* [What the exercise asks] Convert the lines of the items below into a Markdown table with the columns "Row" and "Line", giving each non-blank line its own row number and leaving out the pictures.

* [Data rows]
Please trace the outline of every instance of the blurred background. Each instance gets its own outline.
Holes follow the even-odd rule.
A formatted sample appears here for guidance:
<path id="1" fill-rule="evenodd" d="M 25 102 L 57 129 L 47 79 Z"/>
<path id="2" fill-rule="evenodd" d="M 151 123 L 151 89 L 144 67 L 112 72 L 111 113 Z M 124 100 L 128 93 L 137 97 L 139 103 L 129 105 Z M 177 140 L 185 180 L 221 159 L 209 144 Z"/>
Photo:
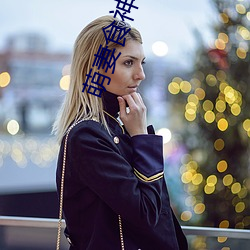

* [The completed task]
| Row | Line |
|---|---|
| 1 | Please trace the outline of every instance of the blurred background. Each instance gets its own outline. |
| 2 | Holes follow the even-odd rule. |
| 3 | A formatted sample appears here for guidance: |
| 4 | <path id="1" fill-rule="evenodd" d="M 25 102 L 57 129 L 47 79 Z"/> |
| 5 | <path id="2" fill-rule="evenodd" d="M 151 123 L 151 89 L 144 67 L 112 72 L 111 113 Z M 124 100 L 128 93 L 137 97 L 139 103 L 129 105 Z M 177 140 L 185 180 L 221 159 L 209 144 Z"/> |
| 6 | Photo: |